→ Problem: Change "saucer" to "plate" in the part of the records that opens with the line containing "Assuming the white saucer" and closes with the line containing "[152,219,429,313]". Reproduce only those lines, with nothing else altered.

[Annotated coordinate records]
--------------------

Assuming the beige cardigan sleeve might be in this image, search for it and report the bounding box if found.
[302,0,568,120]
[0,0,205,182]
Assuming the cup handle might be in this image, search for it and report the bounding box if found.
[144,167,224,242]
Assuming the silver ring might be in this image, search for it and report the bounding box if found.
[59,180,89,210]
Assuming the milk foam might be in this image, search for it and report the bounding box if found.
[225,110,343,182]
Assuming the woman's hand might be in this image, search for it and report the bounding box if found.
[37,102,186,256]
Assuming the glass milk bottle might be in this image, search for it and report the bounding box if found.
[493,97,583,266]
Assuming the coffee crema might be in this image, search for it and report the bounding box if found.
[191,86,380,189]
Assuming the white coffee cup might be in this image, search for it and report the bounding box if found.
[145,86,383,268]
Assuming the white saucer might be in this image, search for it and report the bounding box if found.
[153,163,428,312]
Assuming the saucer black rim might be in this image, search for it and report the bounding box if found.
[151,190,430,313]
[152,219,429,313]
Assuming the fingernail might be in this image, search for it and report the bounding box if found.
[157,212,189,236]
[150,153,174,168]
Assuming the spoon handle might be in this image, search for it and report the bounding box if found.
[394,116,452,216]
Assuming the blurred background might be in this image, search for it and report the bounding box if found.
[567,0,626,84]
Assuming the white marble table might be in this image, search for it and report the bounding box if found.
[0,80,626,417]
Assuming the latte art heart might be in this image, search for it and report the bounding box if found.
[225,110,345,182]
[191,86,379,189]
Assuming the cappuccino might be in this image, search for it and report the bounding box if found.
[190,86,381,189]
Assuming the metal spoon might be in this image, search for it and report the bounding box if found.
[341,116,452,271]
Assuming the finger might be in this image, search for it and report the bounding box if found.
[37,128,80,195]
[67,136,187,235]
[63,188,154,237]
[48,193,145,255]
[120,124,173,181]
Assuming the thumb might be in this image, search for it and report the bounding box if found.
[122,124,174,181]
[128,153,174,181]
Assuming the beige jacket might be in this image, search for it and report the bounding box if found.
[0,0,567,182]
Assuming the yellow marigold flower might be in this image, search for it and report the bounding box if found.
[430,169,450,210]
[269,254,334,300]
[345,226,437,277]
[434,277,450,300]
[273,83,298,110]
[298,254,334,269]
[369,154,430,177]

--------------------

→ Correct response:
Assuming the white plate might be in this image, search for it and report the bounding box if found.
[153,163,428,312]
Assuming the plate black rim might be in this image, search for it and report the bounding box if found.
[151,190,430,313]
[152,219,429,313]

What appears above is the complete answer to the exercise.